***** Material supplied *****
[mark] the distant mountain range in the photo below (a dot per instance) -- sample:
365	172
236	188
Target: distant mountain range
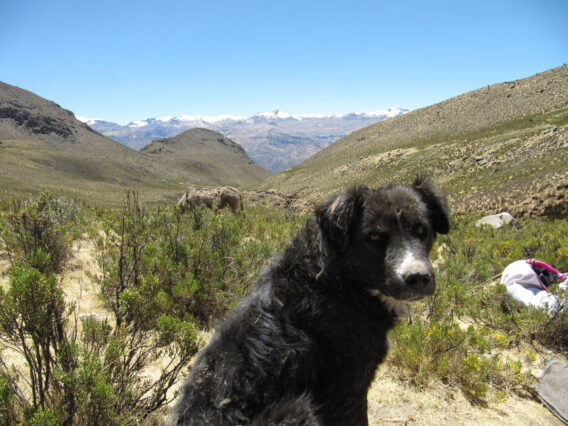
274	140
43	146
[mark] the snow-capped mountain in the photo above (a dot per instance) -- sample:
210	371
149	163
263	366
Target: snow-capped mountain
275	140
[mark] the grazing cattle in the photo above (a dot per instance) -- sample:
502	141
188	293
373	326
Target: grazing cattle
304	347
212	198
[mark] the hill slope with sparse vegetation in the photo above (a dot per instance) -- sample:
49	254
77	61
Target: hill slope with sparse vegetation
486	148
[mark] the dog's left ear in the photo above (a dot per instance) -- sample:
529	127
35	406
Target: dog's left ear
337	216
436	202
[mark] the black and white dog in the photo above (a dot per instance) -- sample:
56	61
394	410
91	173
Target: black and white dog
304	347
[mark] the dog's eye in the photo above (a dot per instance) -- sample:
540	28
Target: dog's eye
421	231
374	236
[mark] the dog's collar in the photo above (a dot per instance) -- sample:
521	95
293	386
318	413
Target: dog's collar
398	307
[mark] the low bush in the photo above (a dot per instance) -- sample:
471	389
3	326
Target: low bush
461	334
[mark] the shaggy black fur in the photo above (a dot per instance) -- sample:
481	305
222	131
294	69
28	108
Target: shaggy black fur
304	347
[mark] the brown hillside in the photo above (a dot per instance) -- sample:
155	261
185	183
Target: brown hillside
215	157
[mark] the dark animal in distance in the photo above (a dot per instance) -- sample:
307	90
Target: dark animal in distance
212	198
303	348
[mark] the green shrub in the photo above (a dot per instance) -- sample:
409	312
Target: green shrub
39	231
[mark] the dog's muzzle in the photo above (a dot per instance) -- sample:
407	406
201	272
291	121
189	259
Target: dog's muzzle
419	277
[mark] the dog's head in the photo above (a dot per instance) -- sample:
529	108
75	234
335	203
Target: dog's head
380	239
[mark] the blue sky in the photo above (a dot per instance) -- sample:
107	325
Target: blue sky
130	60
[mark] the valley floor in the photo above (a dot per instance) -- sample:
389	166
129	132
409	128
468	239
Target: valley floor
392	400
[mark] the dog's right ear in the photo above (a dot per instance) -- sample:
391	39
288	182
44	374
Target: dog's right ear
337	216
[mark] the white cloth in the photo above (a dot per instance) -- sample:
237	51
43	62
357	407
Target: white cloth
523	285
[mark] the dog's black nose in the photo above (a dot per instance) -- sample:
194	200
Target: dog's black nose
418	279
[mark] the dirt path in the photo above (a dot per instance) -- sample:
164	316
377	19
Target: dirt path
394	402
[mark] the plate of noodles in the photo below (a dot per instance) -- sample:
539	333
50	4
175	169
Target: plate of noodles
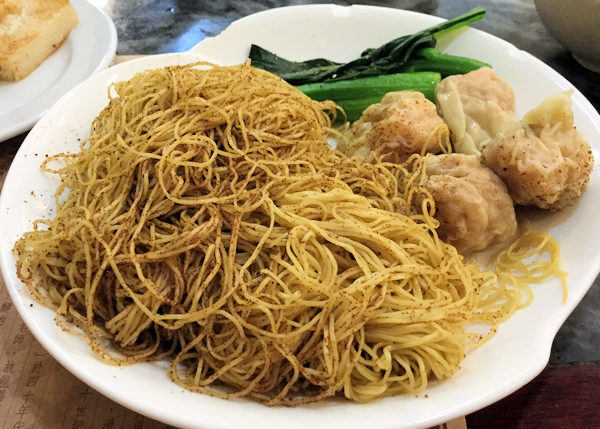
215	268
89	48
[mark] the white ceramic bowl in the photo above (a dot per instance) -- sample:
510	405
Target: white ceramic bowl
576	25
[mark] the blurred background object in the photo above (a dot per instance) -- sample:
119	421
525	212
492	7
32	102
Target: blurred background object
576	25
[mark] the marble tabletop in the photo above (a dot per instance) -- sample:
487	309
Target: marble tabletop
159	26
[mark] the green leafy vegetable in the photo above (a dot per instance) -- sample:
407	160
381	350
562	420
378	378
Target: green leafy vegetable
392	57
357	94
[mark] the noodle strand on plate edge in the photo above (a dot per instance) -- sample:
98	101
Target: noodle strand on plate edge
206	220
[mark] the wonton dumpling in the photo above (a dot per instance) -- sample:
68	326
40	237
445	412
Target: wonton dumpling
546	162
403	123
476	106
472	203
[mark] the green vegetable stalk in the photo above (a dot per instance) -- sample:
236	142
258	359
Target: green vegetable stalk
392	57
357	94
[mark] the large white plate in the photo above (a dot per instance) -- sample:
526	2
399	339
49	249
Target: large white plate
512	358
89	48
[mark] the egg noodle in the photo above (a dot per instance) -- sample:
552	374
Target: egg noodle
207	221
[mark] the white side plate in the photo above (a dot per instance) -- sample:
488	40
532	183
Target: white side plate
89	48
*****
Written task: Reproduce the listing above, swapping every occurrence of "a dot per instance" for "one point per instance" and leaving all other text unchanged. Omit the pictures from your answer.

Response:
[mark] the distant mountain range in the photo below (one point per instance) -- sample:
365	172
236	188
Target: distant mountain range
274	140
43	146
[mark] the snow-capped mountain in the photo above (one point per instance) -- sample:
210	371
149	163
263	366
Target: snow-capped mountain
275	140
[mark] the grazing cattle in the photo above (one point per instance) -- sample:
502	141
188	293
373	326
Target: grazing cattle
304	347
212	198
[mark] the hill slope with sparse vegetation in the photo above (one point per instance) -- sample:
49	254
77	61
Target: hill slope with sparse vegetation
486	148
[mark] the dog's left ear in the photo above (one point per instance) -- sample:
529	127
35	406
Target: dog's left ear
337	216
436	202
[mark] the black and white dog in the photo above (one point per instance) -- sample:
56	61
394	410
91	173
Target: black and white dog
304	347
[mark] the dog's eye in the photo above (one point per instance) -- sample:
540	28
Target: dog's eye
421	231
374	236
[mark] the dog's collar in the photo above (one point per instance) -- sample:
521	95
293	386
318	413
Target: dog's collar
398	307
[mark] the low bush in the photo above (one point per instance) -- sample:
471	389
3	326
Target: low bush
461	334
[mark] the shaggy black fur in the photo above (one point per instance) -- sample:
481	305
222	131
294	69
28	108
Target: shaggy black fur
304	347
[mark] the brown hillside in the photo above (one point per instance) -- sample:
155	261
185	183
Target: brown hillside
215	157
[mark] the dark animal in distance in the photo above (one point per instance) -- sample:
307	90
Target: dark animal in distance
212	198
303	348
[mark] the green shrub in the photo above (one point per instance) -- sample:
409	312
Target: green shrub
39	231
[mark] the dog's muzzle in the photo above (one point per instance) -- sample:
407	406
201	272
291	121
189	259
Target: dog's muzzle
419	277
[mark] the dog's head in the photo above (one point per instance) -- sample:
529	108
75	234
335	203
Target: dog's head
380	239
[mark] the blue sky in the photo above (one point per instance) -- sample:
107	325
Target: blue sky
130	60
[mark] the valley floor in the photo above (one point per instance) -- sample:
389	166
129	132
409	128
468	239
Target: valley floor
392	400
[mark] the dog's right ear in the photo above (one point per instance) -- sample:
391	39
288	182
44	374
Target: dog's right ear
337	216
[mark] the white cloth in the photo above (one point per instance) -- sample:
237	51
43	62
357	407
Target: white cloth
523	285
[mark] the dog's black nose in the photo above (one point per instance) -- sample:
194	200
Target: dog's black nose
418	279
[mark] the dirt path in the photo above (one point per instance) -- sample:
164	316
377	19
Target: dirt path
394	402
[mark] the plate of noodles in the photo below (one point per instance) -- sample:
539	333
50	4
175	169
Target: plate of noodles
215	268
89	48
[mark] the white ceramic bowl in the photo above (one point per instance) -- sample:
510	405
Target: white ceramic bowl
576	25
[mark] the blurred background object in the photo above (one point per instance) -- sample:
119	421
525	212
492	7
32	102
Target: blurred background object
576	25
[mark] the marble tabletop in the photo above (one point per instance) -- sample:
487	309
Target: marble tabletop
159	26
[mark] the green leafy vegetable in the photo above (one point per instance) -- sample:
407	160
381	350
562	420
378	378
Target: green leafy vegetable
392	57
357	94
[mark] the noodle strand on plate edge in the photo above (one point per instance) -- sample:
98	101
Target: noodle strand on plate edge
206	220
[mark] the wonton dumpling in the photo above (one point per instance) -- sample:
68	326
40	237
445	412
Target: wonton dumpling
546	162
403	123
476	106
472	203
[mark] the green vegetable stalk in the photo above (one point per instance) -- sample:
236	142
258	359
Target: green vegetable stalk
392	57
357	94
[mark] the large white plate in the photo above (one point per instance) -- sample:
526	2
399	339
49	249
Target: large white plate
512	358
89	48
[mark] the egg noodle in the photo above (one point per instance) -- sample:
552	374
Target: egg noodle
207	221
[mark] the white side plate in the photo above (one point per instance) -- sample:
488	40
532	183
Target: white side plate
89	48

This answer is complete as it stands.